> [AIM OF THE TASK] Print all of the data exactly.

[Collected data]
※

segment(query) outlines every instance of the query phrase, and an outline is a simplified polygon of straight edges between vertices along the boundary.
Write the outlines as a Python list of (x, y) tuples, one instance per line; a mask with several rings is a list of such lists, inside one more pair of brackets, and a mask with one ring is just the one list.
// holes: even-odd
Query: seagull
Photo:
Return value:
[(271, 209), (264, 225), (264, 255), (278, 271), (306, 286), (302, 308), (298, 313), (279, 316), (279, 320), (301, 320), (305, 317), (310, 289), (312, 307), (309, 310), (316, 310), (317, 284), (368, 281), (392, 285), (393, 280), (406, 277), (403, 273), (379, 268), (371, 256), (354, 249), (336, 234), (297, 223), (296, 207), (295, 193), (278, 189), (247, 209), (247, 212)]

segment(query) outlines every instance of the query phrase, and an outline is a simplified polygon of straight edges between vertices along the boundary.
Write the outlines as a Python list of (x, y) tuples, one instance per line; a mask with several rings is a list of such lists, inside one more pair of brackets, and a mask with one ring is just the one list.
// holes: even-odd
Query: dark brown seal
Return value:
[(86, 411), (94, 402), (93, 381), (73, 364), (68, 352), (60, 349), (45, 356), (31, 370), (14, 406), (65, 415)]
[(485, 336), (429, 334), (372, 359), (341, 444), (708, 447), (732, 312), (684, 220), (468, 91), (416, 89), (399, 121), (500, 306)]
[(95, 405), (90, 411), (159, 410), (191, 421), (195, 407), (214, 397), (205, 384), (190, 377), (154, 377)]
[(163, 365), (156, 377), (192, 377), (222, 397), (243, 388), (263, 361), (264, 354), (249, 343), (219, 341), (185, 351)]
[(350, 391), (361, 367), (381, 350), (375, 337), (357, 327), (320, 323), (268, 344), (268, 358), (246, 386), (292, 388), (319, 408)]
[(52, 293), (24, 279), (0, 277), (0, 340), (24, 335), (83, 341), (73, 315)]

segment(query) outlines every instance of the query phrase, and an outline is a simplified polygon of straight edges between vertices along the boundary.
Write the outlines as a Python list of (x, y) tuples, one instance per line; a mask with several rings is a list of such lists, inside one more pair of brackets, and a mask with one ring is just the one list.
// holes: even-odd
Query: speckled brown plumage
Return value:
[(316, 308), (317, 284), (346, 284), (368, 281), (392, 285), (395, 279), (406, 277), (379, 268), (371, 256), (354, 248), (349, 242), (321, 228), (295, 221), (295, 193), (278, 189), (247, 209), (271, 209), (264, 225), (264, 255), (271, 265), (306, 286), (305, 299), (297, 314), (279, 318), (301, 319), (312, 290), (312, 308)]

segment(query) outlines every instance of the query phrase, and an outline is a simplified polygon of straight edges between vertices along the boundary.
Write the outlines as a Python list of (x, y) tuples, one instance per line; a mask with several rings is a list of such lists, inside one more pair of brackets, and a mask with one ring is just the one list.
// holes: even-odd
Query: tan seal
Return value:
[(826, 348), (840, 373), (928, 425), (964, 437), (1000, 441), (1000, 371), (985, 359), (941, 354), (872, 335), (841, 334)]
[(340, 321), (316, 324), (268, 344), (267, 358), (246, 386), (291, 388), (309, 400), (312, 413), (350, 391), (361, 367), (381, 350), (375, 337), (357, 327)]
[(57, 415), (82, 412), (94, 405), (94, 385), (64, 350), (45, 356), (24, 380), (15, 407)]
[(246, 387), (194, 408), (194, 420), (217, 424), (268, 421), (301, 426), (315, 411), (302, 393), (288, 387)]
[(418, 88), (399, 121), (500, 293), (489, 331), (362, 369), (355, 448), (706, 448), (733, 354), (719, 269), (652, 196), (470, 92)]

※

> [WRITTEN SOLUTION]
segment(query) outlines every instance of the query phrase, and an outline is a simplified polygon of straight edges between vertices along the boundary.
Write the outlines as a Python list of (x, y) tuples, one instance per line; a mask with several rings is a list of such lists, inside one more pair of brackets, and a mask with one ring is just the one list.
// holes: even-odd
Query: seagull
Photo:
Return value:
[(271, 209), (264, 225), (264, 255), (278, 271), (306, 286), (302, 308), (298, 313), (279, 316), (279, 320), (301, 320), (305, 317), (310, 289), (312, 307), (309, 310), (316, 310), (317, 284), (368, 281), (392, 285), (393, 280), (406, 277), (403, 273), (379, 268), (371, 256), (354, 249), (336, 234), (297, 223), (296, 207), (295, 193), (278, 189), (247, 209), (247, 212)]

segment(query) outlines every instance of the query phrase, and an outline is a simplified polygon of straight edges between vertices along the boundary.
Write the outlines as a Python list of (x, y) tuples, one instance per line; a mask with several rings is a list of such lists, inside one more pair of brackets, and a mask with one ring is just the one list.
// holes: even-odd
Query: dark brown seal
Return value:
[(86, 411), (94, 402), (93, 381), (73, 364), (68, 352), (60, 349), (45, 356), (31, 370), (14, 406), (65, 415)]
[(485, 336), (429, 334), (372, 359), (341, 444), (708, 447), (732, 312), (684, 220), (468, 91), (416, 89), (399, 121), (500, 306)]
[(95, 405), (90, 411), (159, 410), (191, 421), (195, 407), (214, 397), (205, 384), (190, 377), (154, 377)]
[(163, 365), (156, 377), (192, 377), (222, 397), (243, 388), (263, 361), (264, 354), (249, 343), (219, 341), (185, 351)]
[(350, 391), (361, 367), (381, 350), (375, 337), (357, 327), (320, 323), (268, 344), (268, 358), (246, 386), (292, 388), (319, 408)]
[(52, 293), (24, 279), (0, 277), (0, 340), (24, 335), (83, 341), (73, 315)]

segment(query) outlines every instance of the query phrase, and an outline is a simplified polygon of straight edges between vertices along the boundary.
Write the outlines as a Python list of (x, y) tuples, one instance per line; a mask with several rings is a list of such lists, inside one more pair of brackets, and a mask with one ring is just the one list.
// holes: even-odd
Query: speckled brown plumage
Return value:
[(316, 308), (317, 284), (346, 284), (368, 281), (392, 285), (395, 279), (406, 277), (379, 268), (371, 256), (354, 248), (349, 242), (321, 228), (295, 221), (295, 193), (278, 189), (247, 209), (271, 209), (264, 225), (264, 255), (271, 265), (306, 286), (305, 299), (297, 314), (279, 318), (301, 319), (312, 290), (312, 308)]

segment(query) outlines every instance of the query phrase, and an outline is a simplified polygon of straight edges between vertices along the boundary.
Write the outlines as a Python list of (x, y) tuples, one instance per line; a mask with several rings is a list of such lists, inside one more pair of brackets, and a mask with one ring is just the one list.
// holes: even-odd
Query: tan seal
Return value:
[(826, 348), (840, 373), (928, 425), (964, 437), (1000, 441), (1000, 371), (985, 359), (941, 354), (872, 335), (841, 334)]
[(340, 321), (316, 324), (268, 344), (267, 358), (246, 386), (291, 388), (309, 400), (312, 413), (350, 391), (361, 367), (381, 350), (375, 337), (357, 327)]
[(57, 415), (82, 412), (94, 405), (94, 385), (64, 350), (45, 356), (24, 380), (15, 407)]
[(246, 387), (194, 408), (194, 420), (217, 424), (268, 421), (301, 426), (315, 411), (302, 393), (288, 387)]
[(418, 88), (399, 121), (500, 293), (489, 331), (362, 369), (355, 448), (706, 448), (733, 354), (719, 269), (652, 196), (470, 92)]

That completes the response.